Exercise text below:

Pietro Bartolo runs the sole medical clinic in his homeland of Lampedusa, a tiny Italian island 70 miles off the coast of Tunisia that has become the gateway—and graveyard—for an unending stream of refugees trying to escape the varied horrors confronting them in Africa, the Middle East and Asia. Bartolo’s Tears of Salt, written with Italian journalist Lidia Tilotta, is equal parts memoir, celebration of his birthplace and report from the front. Above all, though, it is a plea for compassion.
Bartolo begins his narrative by describing how, at age 16, he nearly drowned in the icy Mediterranean after falling unnoticed from his father’s fishing boat. The sensation of going under, gasping for breath and feeling left behind, provided him with a template for understanding the terror of countless others who have suffered the same fate—but without the happy ending of survival. Now he treats the living and anatomizes the dead who reach Lampedusa’s shore. By his count, he and his medical team have treated nearly 300,000 refugees over the past 25 years.
But it’s not the massive numbers that give Bartolo’s account its emotional impact—it’s the attention he focuses on individual survivors, such as the teenage brothers Mohammed and Hassan. Because Mohammed, the eldest, is paralyzed, Hassan carries him on his back all the way from their native Somalia to Libya and then vigilantly guards him against further injury throughout the perilous ocean passage. Once ashore, he fiercely resumes his burden. Bartolo tells many such stories of courage and sacrifice.
“Whenever I see images of migrants being callously deported in their thousands, forced to return to the hell they have escaped, I am outraged,” Bartolo writes. “What kind of person has the nerve to seal the destiny of all these people with a mere signature on a piece of paper, then smile about it to the cameraman and pose for photographs?”

End of Exercise text.

**What you will do**
Please answer these questions using the review of Tears of Salt:
(a) How far is Lampedusa from the coast of Tunisia?
(b) How old was Bartolo when he nearly drowned in the Mediterranean?
(c) What is the native country of the brothers Mohammed and Hassan?
The data below stands apart from the review of Tears of Salt.

Record extracts below:

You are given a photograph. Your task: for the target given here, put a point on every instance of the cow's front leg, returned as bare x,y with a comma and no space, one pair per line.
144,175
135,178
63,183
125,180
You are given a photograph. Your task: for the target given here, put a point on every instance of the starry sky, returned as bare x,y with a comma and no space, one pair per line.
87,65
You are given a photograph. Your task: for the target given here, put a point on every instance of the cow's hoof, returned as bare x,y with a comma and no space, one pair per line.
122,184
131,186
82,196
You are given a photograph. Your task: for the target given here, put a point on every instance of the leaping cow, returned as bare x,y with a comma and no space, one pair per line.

End of Record extracts.
Record extracts below:

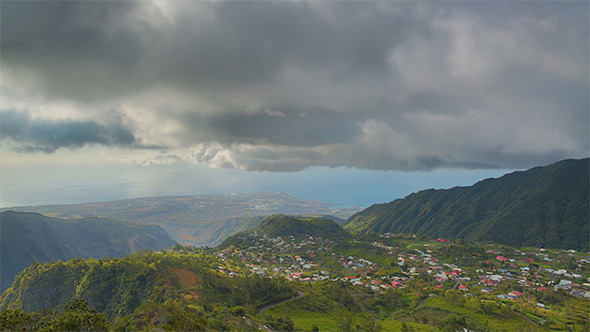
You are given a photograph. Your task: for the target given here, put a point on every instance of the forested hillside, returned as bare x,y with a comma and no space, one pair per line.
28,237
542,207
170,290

End of Record extracts.
Record extracts below:

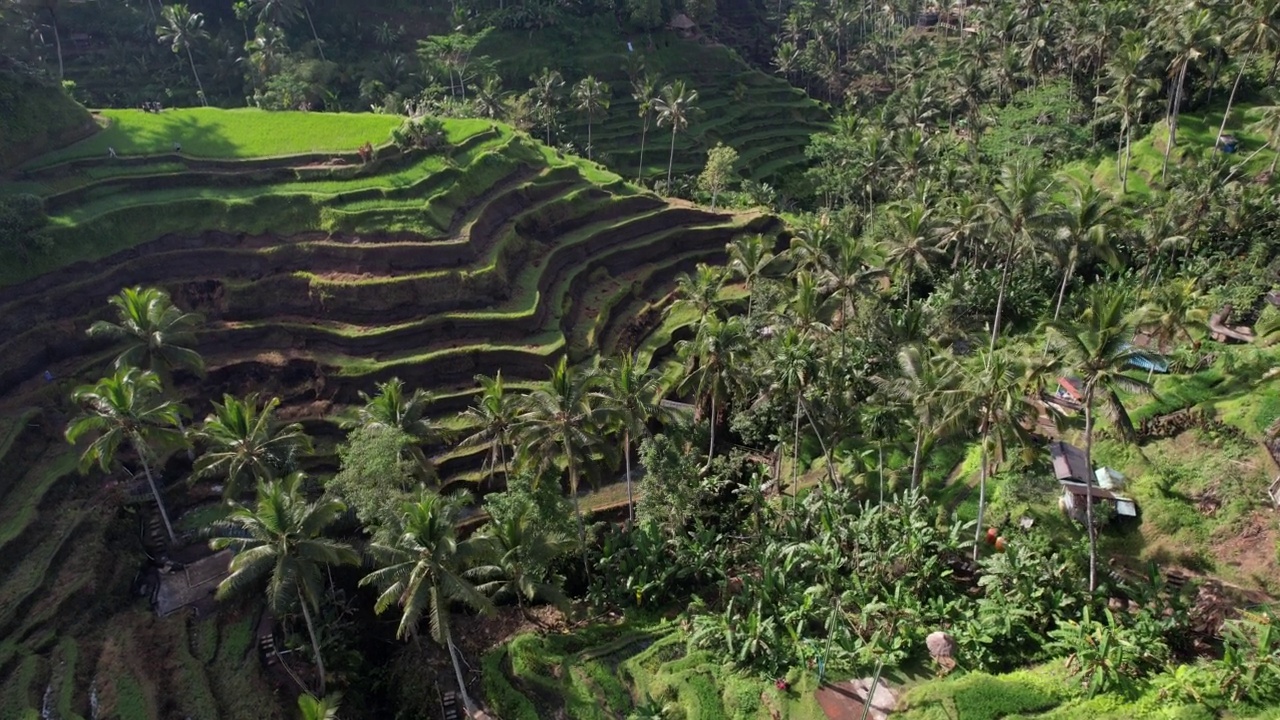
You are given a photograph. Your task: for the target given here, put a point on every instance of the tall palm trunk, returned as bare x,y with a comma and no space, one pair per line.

End of Record extracts.

**Response box**
(a) 70 miles
(b) 16
(c) Somalia